TEXT SECTION -
My question is about the high availability of the solutions.
We are told to design microserevices to fail fast in order to be easily restartable for a greater robustness of our solution.
My biggest experience is with Java EE platforms, where the application servers deals with the high availability and restarting of failing processes/threads.
I ask hence if you discuss how to implement a rubust solution, highly available to an enterprise grade
I was a J2EE developer for years and have a lot of thoughts on this space.
1. Microservices by themselves can make an application more resilient. Often times J2EE became extremely bloated and deployed as one single artifact to a cluster of servers. In the worse cases, I would see multiple applications deployed within the same container. A microservice is meant to be extremely small in size and the container is often packaged right within the microservice. In my experience launching a microservice takes seconds versus minutes in some of the more "enterprise" containers."
2. Service discovery makes microservices extremely resilient. Most service discovery engines will include a health check monitoring to detect when a service instance becomes unresponsive and start routing traffic to other service instances. If you combine this with container deployment technologies like Docker Swarm, Kubernetes or event Amazon's Autoscaling Groups when a service fails its health check, a new service instance can be started automatically. In my organization, we heavily leverage AWS autoscaling groups so services are automatically restarted if they go down and on several occasions we have scaled up automatically when other parts of our application have gone down and we have needed to scale up service instances to "catch" up on the load when we are back up.
3. While microservice applications are complex because of all of the distributed components in the application they are naturally resilient because failure of one service is not likely to cause problems throughout the application. We actually
use Netflix's Chaos Monkey to randomly kill our service instances to help identify and drive out dependencies that can cause entire outages.
I hope that answers your questions.
John Carnell - Senior Engineer, Genesys PureCloud Division
Author of Spring Microservices in Action

SOURCE MATERIAL -
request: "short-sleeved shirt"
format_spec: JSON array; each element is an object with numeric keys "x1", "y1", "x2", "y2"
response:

ASSIGNMENT 1 - Please reproduce the part of the microservices thread between "3. While microservice" and "cause entire outages.", inclusive, word for word.
ASSIGNMENT 2 -
Answer these questions from the microservices thread:
(a) The person asking has the most experience with which platforms?
(b) How long does launching a microservice take, according to the reply?
(c) What tool does the replier's team use to randomly kill service instances?
The material comes from a separate source.

WRITTEN RESPONSE 1 -
3. While microservice applications are complex because of all of the distributed components in the application they are naturally resilient because failure of one service is not likely to cause problems throughout the application. We actually
use Netflix's Chaos Monkey to randomly kill our service instances to help identify and drive out dependencies that can cause entire outages.

WRITTEN RESPONSE 2 -
(a) Java EE platforms
(b) Seconds
(c) Netflix's Chaos Monkey